Assignment -> Your reply should reproduce each record precisely as written.

Top of Recorded information

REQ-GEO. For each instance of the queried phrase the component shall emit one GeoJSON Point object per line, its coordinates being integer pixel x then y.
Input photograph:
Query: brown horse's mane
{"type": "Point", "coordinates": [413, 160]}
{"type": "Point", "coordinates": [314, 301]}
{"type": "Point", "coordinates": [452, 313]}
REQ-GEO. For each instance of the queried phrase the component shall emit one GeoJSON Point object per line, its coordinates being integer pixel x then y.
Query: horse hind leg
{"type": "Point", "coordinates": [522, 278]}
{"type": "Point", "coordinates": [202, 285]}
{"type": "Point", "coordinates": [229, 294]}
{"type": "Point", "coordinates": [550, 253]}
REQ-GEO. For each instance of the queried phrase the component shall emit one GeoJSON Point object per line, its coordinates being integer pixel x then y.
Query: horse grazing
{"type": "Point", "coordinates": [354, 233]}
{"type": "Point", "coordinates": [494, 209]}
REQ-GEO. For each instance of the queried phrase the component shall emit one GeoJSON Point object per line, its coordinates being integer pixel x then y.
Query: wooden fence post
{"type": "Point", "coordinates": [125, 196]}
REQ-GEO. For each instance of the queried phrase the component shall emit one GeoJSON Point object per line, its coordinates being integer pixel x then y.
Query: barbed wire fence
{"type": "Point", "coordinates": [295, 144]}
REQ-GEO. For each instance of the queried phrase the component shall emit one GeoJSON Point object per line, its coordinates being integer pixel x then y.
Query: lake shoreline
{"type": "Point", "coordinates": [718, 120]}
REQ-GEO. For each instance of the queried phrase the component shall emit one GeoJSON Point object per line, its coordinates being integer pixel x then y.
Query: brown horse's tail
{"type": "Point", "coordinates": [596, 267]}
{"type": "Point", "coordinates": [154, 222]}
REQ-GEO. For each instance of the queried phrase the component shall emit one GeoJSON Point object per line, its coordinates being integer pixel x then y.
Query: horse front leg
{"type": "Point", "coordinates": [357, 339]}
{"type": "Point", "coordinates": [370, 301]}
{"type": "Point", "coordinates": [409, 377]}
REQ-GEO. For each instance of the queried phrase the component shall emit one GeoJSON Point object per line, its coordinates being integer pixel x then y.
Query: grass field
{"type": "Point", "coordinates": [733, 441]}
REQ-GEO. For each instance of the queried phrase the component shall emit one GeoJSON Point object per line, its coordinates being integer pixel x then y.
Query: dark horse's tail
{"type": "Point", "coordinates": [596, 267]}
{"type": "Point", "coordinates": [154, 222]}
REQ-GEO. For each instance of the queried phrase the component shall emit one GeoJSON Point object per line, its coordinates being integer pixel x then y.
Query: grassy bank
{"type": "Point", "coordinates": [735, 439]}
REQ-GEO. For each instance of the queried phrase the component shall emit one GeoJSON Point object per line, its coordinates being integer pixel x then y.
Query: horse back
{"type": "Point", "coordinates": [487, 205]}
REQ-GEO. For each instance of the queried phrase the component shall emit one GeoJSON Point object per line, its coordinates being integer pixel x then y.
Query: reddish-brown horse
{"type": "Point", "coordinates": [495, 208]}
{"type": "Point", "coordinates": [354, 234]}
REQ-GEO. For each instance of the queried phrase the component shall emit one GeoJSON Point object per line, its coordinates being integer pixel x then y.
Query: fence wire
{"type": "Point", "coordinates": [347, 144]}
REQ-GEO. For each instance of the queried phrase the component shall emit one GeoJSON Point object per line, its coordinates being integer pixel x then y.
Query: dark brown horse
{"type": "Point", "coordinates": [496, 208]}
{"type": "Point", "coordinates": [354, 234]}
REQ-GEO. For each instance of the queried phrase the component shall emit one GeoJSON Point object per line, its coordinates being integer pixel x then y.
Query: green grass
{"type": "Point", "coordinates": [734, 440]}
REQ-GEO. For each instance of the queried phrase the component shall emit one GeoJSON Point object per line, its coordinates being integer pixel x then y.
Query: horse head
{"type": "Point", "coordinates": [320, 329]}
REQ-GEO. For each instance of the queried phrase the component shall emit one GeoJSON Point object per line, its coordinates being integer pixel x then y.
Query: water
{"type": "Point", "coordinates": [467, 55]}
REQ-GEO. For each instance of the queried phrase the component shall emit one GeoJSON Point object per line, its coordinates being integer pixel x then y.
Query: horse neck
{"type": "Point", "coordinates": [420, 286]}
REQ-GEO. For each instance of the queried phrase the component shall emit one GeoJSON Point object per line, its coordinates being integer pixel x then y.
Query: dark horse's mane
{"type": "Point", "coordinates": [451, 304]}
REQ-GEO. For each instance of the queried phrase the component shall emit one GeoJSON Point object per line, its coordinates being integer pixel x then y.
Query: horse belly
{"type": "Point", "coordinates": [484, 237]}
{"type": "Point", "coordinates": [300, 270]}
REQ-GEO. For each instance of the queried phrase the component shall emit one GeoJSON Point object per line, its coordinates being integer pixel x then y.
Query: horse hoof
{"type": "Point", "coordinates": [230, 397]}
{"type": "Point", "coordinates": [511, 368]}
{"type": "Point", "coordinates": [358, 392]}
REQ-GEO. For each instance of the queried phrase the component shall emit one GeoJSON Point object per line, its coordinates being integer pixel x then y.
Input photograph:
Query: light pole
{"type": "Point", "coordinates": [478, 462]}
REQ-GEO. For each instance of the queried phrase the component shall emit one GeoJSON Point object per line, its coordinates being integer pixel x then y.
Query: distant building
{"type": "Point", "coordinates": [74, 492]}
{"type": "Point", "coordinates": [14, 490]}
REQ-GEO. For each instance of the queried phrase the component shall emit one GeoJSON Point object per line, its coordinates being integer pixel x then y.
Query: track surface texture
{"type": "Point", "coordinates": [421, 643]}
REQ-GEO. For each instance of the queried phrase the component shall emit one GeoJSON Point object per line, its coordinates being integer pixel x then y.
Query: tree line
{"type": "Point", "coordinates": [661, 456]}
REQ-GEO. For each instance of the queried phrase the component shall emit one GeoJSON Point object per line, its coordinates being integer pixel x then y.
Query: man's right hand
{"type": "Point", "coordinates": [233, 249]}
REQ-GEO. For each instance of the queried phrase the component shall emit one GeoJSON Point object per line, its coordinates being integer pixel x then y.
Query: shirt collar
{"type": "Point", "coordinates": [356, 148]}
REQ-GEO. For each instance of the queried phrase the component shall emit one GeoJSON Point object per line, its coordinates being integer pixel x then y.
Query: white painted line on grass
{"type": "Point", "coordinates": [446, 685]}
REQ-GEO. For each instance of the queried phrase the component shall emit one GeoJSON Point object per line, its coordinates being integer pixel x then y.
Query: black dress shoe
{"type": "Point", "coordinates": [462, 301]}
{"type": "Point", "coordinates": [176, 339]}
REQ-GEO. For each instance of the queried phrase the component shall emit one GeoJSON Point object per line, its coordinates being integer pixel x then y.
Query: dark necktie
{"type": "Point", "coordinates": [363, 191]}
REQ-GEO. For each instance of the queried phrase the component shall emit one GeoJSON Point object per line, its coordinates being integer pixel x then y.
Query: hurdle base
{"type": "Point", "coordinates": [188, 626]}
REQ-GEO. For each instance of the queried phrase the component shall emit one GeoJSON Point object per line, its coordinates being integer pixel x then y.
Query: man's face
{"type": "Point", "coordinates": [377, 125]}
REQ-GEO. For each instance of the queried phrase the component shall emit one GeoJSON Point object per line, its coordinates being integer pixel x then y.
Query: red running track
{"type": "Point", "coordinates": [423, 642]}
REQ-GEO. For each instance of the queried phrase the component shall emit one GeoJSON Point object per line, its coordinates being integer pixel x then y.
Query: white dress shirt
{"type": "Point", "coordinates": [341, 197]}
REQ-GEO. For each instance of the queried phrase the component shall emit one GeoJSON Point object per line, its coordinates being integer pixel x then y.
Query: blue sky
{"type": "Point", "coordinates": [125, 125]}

Bottom of Recorded information

Answer to this task ->
REQ-GEO. For each instance of the queried phrase the component shall emit one GeoJSON Point object per line, its coordinates being integer pixel x then y.
Input photograph:
Query: brown horse's mane
{"type": "Point", "coordinates": [413, 160]}
{"type": "Point", "coordinates": [314, 301]}
{"type": "Point", "coordinates": [452, 313]}
REQ-GEO. For each instance of the queried phrase the component shall emit one GeoJSON Point object per line, its coordinates being integer pixel x then y.
Query: horse hind leg
{"type": "Point", "coordinates": [522, 278]}
{"type": "Point", "coordinates": [202, 285]}
{"type": "Point", "coordinates": [229, 294]}
{"type": "Point", "coordinates": [550, 253]}
REQ-GEO. For each instance of the queried phrase the component shall emit one GeoJSON Point object per line, its coordinates being integer pixel x then y.
Query: horse grazing
{"type": "Point", "coordinates": [354, 233]}
{"type": "Point", "coordinates": [494, 209]}
REQ-GEO. For each instance of the queried phrase the component shall emit one GeoJSON Point object per line, its coordinates being integer pixel x then y.
Query: wooden fence post
{"type": "Point", "coordinates": [125, 196]}
REQ-GEO. For each instance of the queried phrase the component shall emit one GeoJSON Point object per line, its coordinates being integer pixel x then y.
Query: barbed wire fence
{"type": "Point", "coordinates": [295, 144]}
REQ-GEO. For each instance of the queried phrase the component shall emit one GeoJSON Point object per line, its coordinates being integer pixel x then y.
Query: lake shoreline
{"type": "Point", "coordinates": [718, 120]}
REQ-GEO. For each instance of the queried phrase the component shall emit one GeoJSON Point object per line, its coordinates being integer pixel x then y.
Query: brown horse's tail
{"type": "Point", "coordinates": [596, 267]}
{"type": "Point", "coordinates": [154, 222]}
REQ-GEO. For each instance of the queried phrase the component shall emit one GeoJSON Point object per line, its coordinates being integer pixel x then y.
Query: horse front leg
{"type": "Point", "coordinates": [357, 339]}
{"type": "Point", "coordinates": [370, 301]}
{"type": "Point", "coordinates": [409, 377]}
REQ-GEO. For each instance of the queried phrase the component shall emit one GeoJSON Point object per line, its coordinates being integer pixel x then y.
Query: grass field
{"type": "Point", "coordinates": [733, 441]}
REQ-GEO. For each instance of the queried phrase the component shall emit one GeoJSON Point object per line, its coordinates being integer pixel x then y.
Query: dark horse's tail
{"type": "Point", "coordinates": [596, 267]}
{"type": "Point", "coordinates": [154, 222]}
REQ-GEO. For each instance of the queried phrase the component shall emit one GeoJSON Point object per line, its coordinates being integer pixel x then y.
Query: grassy bank
{"type": "Point", "coordinates": [735, 439]}
REQ-GEO. For each instance of the queried phrase the component shall emit one GeoJSON Point object per line, its coordinates being integer pixel x then y.
Query: horse back
{"type": "Point", "coordinates": [487, 205]}
REQ-GEO. For each instance of the queried phrase the component shall emit one GeoJSON Point object per line, its coordinates being integer pixel x then y.
Query: reddish-brown horse
{"type": "Point", "coordinates": [495, 208]}
{"type": "Point", "coordinates": [354, 234]}
REQ-GEO. For each instance of the queried phrase the component shall emit one GeoJSON Point object per line, its coordinates being integer pixel x then y.
Query: fence wire
{"type": "Point", "coordinates": [347, 144]}
REQ-GEO. For each instance of the queried phrase the component shall emit one GeoJSON Point object per line, its coordinates being integer pixel x then y.
Query: dark brown horse
{"type": "Point", "coordinates": [496, 208]}
{"type": "Point", "coordinates": [354, 234]}
REQ-GEO. For each instance of the queried phrase the component shall emit one GeoJSON Point object per line, its coordinates being integer pixel x then y.
Query: green grass
{"type": "Point", "coordinates": [734, 440]}
REQ-GEO. For each instance of the queried phrase the component shall emit one GeoJSON Point object per line, its coordinates being integer pixel x then y.
Query: horse head
{"type": "Point", "coordinates": [320, 329]}
REQ-GEO. For each instance of the queried phrase the component shall emit one GeoJSON Point object per line, its coordinates being integer pixel x then y.
Query: water
{"type": "Point", "coordinates": [467, 55]}
REQ-GEO. For each instance of the queried phrase the component shall emit one GeoJSON Point object per line, its coordinates being integer pixel x then y.
Query: horse neck
{"type": "Point", "coordinates": [420, 286]}
REQ-GEO. For each instance of the queried phrase the component shall emit one GeoJSON Point object per line, its coordinates being integer pixel x then y.
Query: dark horse's mane
{"type": "Point", "coordinates": [451, 304]}
REQ-GEO. For each instance of the queried phrase the component shall emit one GeoJSON Point object per line, its coordinates being integer pixel x then y.
Query: horse belly
{"type": "Point", "coordinates": [484, 237]}
{"type": "Point", "coordinates": [300, 270]}
REQ-GEO. For each instance of the queried phrase the component shall emit one GeoJSON Point object per line, its coordinates being integer pixel x then y.
Query: horse hoof
{"type": "Point", "coordinates": [230, 397]}
{"type": "Point", "coordinates": [511, 368]}
{"type": "Point", "coordinates": [358, 392]}
REQ-GEO. For each instance of the queried phrase the component shall emit one GeoJSON Point object per line, its coordinates being integer pixel x then y.
Input photograph:
Query: light pole
{"type": "Point", "coordinates": [478, 462]}
REQ-GEO. For each instance of the queried phrase the component shall emit one GeoJSON Point object per line, its coordinates being integer pixel x then y.
Query: distant building
{"type": "Point", "coordinates": [74, 492]}
{"type": "Point", "coordinates": [14, 490]}
REQ-GEO. For each instance of the queried phrase the component shall emit one GeoJSON Point object per line, its coordinates being integer pixel x then y.
Query: track surface texture
{"type": "Point", "coordinates": [421, 643]}
REQ-GEO. For each instance of the queried phrase the component shall emit one GeoJSON Point object per line, its coordinates being integer pixel x then y.
Query: tree line
{"type": "Point", "coordinates": [661, 456]}
REQ-GEO. For each instance of the queried phrase the component shall emit one GeoJSON Point object per line, its coordinates being integer pixel x then y.
Query: man's right hand
{"type": "Point", "coordinates": [233, 249]}
REQ-GEO. For each instance of the queried phrase the component shall emit one GeoJSON Point object per line, its coordinates being integer pixel x then y.
Query: shirt collar
{"type": "Point", "coordinates": [356, 148]}
REQ-GEO. For each instance of the queried phrase the component shall emit one GeoJSON Point object per line, its coordinates being integer pixel x then y.
Query: white painted line on grass
{"type": "Point", "coordinates": [446, 685]}
REQ-GEO. For each instance of the queried phrase the component shall emit one GeoJSON Point object per line, its coordinates being integer pixel x then y.
Query: black dress shoe
{"type": "Point", "coordinates": [462, 301]}
{"type": "Point", "coordinates": [176, 339]}
REQ-GEO. For each instance of the queried phrase the component shall emit one GeoJSON Point object per line, its coordinates being integer pixel x then y.
Query: dark necktie
{"type": "Point", "coordinates": [363, 191]}
REQ-GEO. For each instance of the queried phrase the component shall emit one GeoJSON Point object per line, its coordinates being integer pixel x then y.
Query: hurdle base
{"type": "Point", "coordinates": [188, 626]}
REQ-GEO. For each instance of the queried phrase the component shall emit one GeoJSON Point object per line, its coordinates being integer pixel x then y.
Query: man's face
{"type": "Point", "coordinates": [377, 125]}
REQ-GEO. For each instance of the queried phrase the component shall emit one GeoJSON Point object per line, its coordinates being integer pixel x then y.
Query: red running track
{"type": "Point", "coordinates": [423, 642]}
REQ-GEO. For each instance of the queried phrase the component shall emit one GeoJSON Point object per line, its coordinates being integer pixel x then y.
Query: white dress shirt
{"type": "Point", "coordinates": [341, 197]}
REQ-GEO. For each instance of the queried phrase the component shall emit one GeoJSON Point object per line, its coordinates being integer pixel x then y.
Query: blue sky
{"type": "Point", "coordinates": [125, 125]}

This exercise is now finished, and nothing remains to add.